Perhaps nothing challenges church leadership more than the use of their facilities, specifically knowing how, when, and where to allocate resources toward expansion. That is why I appreciate so greatly the ministry of my friend, Jim Rodgers. Jim is an “architectural pastor”, consulting churches on the use, expansion, and renovation of their facilities. He spent nearly 20 years in the pastorate and before that was a licensed architect. So he brings both practical and theological experience to bear on church facility usage.
Jim works for Church Building Consultants in Wheaton, IL, a firm that provides churches, Christian schools, and ministries the full spectrum of services to assess, initiate, plan, design, and construct ministry facilities. He is also a Visiting Professor in the DMin program at Grace Theological Seminary.
Jim has written articles for Leadership Journal, Your Church, Discipleship Journal, Preaching, Contemporary Drama Service, and Focus on the Family’s Pastor’s Family and is a regular teacher at pastoral conferences, seminaries, and ministry events. At the 2010 conference of the Evangelical Homiletics Society he presented a paper for peer review on: “The Heart of Worship and Facility Stewardship.” He regularly blogs on church health and facility stewardship here.
At Gages Lake Bible Church, we recently consulted Jim Rodgers about some potential projects with our church building. I thought it would be great to feature him on a Friday Five and expose more pastors and church leaders to the valuable service he provides:
You describe yourself as an “architectural pastor.” That’s a unique ministry. Can you explain what you do?

- DATASET CONTENT

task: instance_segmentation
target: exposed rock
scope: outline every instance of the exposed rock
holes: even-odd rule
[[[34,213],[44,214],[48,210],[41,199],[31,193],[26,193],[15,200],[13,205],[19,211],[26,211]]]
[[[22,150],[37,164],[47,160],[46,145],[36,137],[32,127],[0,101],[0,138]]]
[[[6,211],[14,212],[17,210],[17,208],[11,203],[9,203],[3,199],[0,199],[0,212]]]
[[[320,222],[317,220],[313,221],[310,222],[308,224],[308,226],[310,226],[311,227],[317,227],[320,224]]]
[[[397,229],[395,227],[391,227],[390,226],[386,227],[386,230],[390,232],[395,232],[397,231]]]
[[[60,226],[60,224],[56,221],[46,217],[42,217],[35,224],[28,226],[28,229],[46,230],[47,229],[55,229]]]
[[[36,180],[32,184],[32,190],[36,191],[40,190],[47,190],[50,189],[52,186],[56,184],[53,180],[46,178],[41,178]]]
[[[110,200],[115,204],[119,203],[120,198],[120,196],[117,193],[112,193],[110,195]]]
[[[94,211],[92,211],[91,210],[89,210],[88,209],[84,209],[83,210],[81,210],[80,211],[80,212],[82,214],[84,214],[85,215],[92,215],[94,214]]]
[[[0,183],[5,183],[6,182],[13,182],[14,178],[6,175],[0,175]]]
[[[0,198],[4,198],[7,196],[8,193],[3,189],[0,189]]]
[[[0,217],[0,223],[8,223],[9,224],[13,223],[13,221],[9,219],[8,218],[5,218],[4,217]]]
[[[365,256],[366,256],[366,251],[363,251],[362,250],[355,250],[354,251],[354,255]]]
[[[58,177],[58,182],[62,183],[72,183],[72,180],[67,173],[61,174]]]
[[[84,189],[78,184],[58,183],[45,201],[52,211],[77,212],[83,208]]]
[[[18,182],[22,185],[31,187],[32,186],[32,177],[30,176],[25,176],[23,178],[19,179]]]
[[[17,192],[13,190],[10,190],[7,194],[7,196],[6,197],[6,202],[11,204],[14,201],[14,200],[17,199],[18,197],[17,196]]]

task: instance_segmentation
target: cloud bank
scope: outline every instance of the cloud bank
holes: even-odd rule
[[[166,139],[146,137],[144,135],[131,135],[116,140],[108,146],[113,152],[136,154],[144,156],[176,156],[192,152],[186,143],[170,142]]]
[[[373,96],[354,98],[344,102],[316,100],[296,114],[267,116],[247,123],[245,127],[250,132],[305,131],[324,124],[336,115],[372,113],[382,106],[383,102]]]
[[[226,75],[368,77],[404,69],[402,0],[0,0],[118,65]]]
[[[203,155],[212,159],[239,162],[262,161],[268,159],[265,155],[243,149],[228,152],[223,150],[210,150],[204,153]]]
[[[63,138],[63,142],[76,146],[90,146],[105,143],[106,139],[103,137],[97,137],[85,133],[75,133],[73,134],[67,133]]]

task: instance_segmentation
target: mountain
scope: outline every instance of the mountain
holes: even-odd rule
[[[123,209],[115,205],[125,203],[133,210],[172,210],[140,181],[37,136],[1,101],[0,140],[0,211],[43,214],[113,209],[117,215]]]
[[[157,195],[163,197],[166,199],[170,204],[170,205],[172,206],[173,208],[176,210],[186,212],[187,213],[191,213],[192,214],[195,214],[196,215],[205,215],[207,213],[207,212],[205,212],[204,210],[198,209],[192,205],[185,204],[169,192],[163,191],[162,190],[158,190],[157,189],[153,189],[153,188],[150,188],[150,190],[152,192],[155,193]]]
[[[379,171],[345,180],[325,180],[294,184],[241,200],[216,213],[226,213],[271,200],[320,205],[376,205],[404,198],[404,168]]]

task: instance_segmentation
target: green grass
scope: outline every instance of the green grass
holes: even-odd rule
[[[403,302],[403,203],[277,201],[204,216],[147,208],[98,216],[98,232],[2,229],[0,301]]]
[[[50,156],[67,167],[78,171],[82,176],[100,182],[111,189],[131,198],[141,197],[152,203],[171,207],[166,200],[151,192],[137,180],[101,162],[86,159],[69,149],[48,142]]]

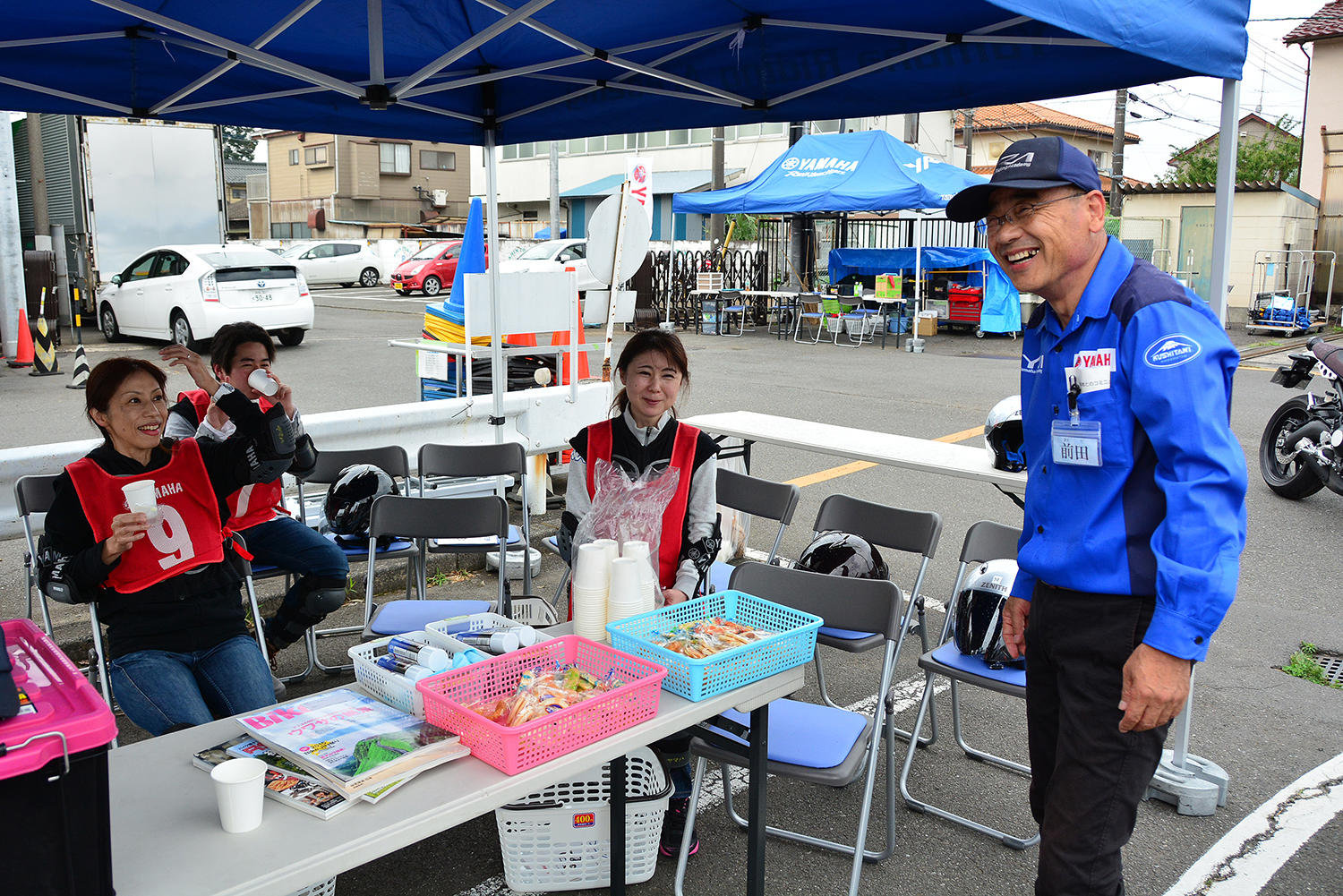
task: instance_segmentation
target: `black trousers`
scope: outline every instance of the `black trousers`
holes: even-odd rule
[[[1120,848],[1168,725],[1119,731],[1124,662],[1155,599],[1035,587],[1026,625],[1030,809],[1037,896],[1123,896]]]

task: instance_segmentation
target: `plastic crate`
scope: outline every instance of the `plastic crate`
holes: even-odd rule
[[[518,892],[600,889],[611,880],[611,766],[590,768],[494,811],[504,880]],[[672,782],[647,747],[624,763],[624,883],[658,864]]]
[[[599,677],[614,673],[624,684],[525,725],[501,725],[466,708],[512,695],[528,669],[567,664]],[[651,719],[665,676],[666,669],[654,662],[571,634],[423,678],[415,686],[424,699],[426,721],[461,735],[473,756],[516,775]]]
[[[776,634],[702,660],[692,660],[649,639],[682,622],[709,617],[723,617]],[[704,700],[810,662],[817,652],[819,627],[821,617],[728,590],[608,622],[606,630],[614,647],[666,666],[663,688],[686,700]]]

- REQUIRED ACTION A
Reproduce the Friday Five post about Jim Rodgers exactly as it reads, everything from "Perhaps nothing challenges" down to "church facility usage.".
- REQUIRED ACTION B
In the post introducing Jim Rodgers, how long did he serve in the pastorate?
- REQUIRED ACTION C
Extend the Friday Five post about Jim Rodgers, picking up right after its final sentence.

- TASK ANSWER A
Perhaps nothing challenges church leadership more than the use of their facilities, specifically knowing how, when, and where to allocate resources toward expansion. That is why I appreciate so greatly the ministry of my friend, Jim Rodgers. Jim is an “architectural pastor”, consulting churches on the use, expansion, and renovation of their facilities. He spent nearly 20 years in the pastorate and before that was a licensed architect. So he brings both practical and theological experience to bear on church facility usage.

- TASK ANSWER B
Nearly 20 years.

- TASK ANSWER C
My wife and kids cringe when someone asks, “What does your father do?” No juicy expose here, but it’s not easy to explain and would often take several minutes. God’s allowed me to combine my backgrounds as an architect (4 years & bachelor’s degree) and a pastor (19 years and MDiv & DMin). Since 2007 I’ve served as an Architectural Pastor—which is a term I’ve coined. My mission statement is to: “Improve church health through facility stewardship.” God’s blessed this ministry niche as I teach at pastoral conferences and DMin programs while coming alongside pastors & church leaders regarding facility issues. If a church is looking to build and we’ve confirmed a healthy ministry infrastructure, then I also work with a network of gifted specialists in the whole arena of church architecture and construction.
Does your unique background as both a pastor and an architect give you a unique insight?
In defining my job title, I chose “Pastor” as the noun since that’s the driving role for my efforts. I consider myself as still functioning under the biblical responsibilities of pastoral accountability and the charges from my seminary training and ordination. When working with any pastor or church leader, I’m focused on the processes for improving the overall health of the church. “Architectural” is the adjective of my job title as it represents the unique perspective I can offer about the facility. Therefore, my mission to: Improve church health through facility stewardship.
It seems sort of “unspiritual” to think about improving the quality of a church building. How do you answer those objections?
The prophet Haggai didn’t think it’s unspiritual. In fact he viewed the ministry facility as intricately connected to the spiritual lives of individuals and the faith community. In October, 2010 I prepared a paper for the Evangelical Homiletics Society titled: “The Heart of Worship and Facility Stewardship: Haggai’s preaching theme—‘Give careful thought to your ways.’” That paper was well received and allowed me to develop a theology of Facility Stewardship. That calls for a definition—“Facility Stewardship is: driven by a biblical foundation, identifying facility issues that impact ministry and implementing corrections with leadership skills that improve overall church health.”
Are longtime church staff or leadership or members blind to some of the ways their building is communicating to the community?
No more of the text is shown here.